• _Objective_: List every geographic place named in the passage on Sams's business career below.

• _Source_:
## BEGIN

Having lived in England briefly as a child, Sams moved back to London in the 1960s and started importing embroidered sheepskin coats from Afghanistan, which he sold through Granny Takes a Trip, a King’s Road boutique. With his brother Gregory he then opened Seed, London’s first macrobiotic restaurant, which became a favoured watering-hole for the likes of John Lennon, Yoko Ono and Marc Bolan. “Despite today’s dour, ascetic image of macrobiotics, our restaurant rocked,” he says.
Later the pair founded Whole Earth foods, which took organic peanut butter from wholefood shops into mainstream supermarkets and invented the concept of “no-added sugar” jams (refined sugar being anathema to macrobiotic food fans “who enjoy strict discipline”, according to Sams).
He has always had a good head for business. As we start to discuss the extra cost of organic versus the one-third of food that most people are calculated to throw away, Sams is instantly doing the numbers: “If you throw away one-third of the food you buy, that’s 30p in every £1, so in terms of mark-up, it’s 50% of everything you buy. So what you’re really wasting is almost half of what you spend on food . . .”

## END

• _Data entries_:

## BEGIN

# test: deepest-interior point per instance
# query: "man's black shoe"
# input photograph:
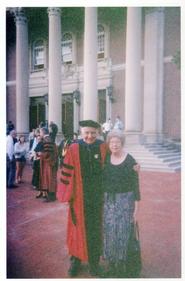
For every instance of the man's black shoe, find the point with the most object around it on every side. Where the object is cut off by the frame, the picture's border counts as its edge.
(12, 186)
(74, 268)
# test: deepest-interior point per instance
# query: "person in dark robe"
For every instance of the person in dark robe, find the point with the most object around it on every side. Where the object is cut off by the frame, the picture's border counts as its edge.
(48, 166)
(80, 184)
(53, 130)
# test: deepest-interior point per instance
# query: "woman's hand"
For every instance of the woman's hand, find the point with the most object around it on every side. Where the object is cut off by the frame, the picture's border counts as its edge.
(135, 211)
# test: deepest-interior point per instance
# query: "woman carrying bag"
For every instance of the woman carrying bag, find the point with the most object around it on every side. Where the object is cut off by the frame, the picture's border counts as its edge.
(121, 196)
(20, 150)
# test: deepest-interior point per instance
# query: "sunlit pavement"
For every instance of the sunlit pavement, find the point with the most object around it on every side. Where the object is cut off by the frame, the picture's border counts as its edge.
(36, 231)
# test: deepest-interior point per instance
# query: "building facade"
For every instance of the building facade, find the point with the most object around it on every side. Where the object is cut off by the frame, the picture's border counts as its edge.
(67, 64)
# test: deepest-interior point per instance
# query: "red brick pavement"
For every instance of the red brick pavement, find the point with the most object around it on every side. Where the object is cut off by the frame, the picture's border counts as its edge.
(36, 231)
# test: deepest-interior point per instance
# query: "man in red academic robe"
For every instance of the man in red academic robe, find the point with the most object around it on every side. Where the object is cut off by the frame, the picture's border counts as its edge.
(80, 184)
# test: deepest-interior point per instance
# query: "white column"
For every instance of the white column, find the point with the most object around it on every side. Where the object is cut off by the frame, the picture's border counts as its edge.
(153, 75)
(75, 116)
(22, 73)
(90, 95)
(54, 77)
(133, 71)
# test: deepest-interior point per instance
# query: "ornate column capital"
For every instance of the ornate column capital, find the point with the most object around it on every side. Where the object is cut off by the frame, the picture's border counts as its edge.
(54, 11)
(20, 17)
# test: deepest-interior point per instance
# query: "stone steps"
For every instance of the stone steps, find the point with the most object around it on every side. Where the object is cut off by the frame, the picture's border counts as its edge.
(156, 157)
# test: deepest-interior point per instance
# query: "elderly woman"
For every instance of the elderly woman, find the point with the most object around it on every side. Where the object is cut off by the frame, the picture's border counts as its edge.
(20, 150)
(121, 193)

## END

• _Exercise response_: England, London, Afghanistan, King's Road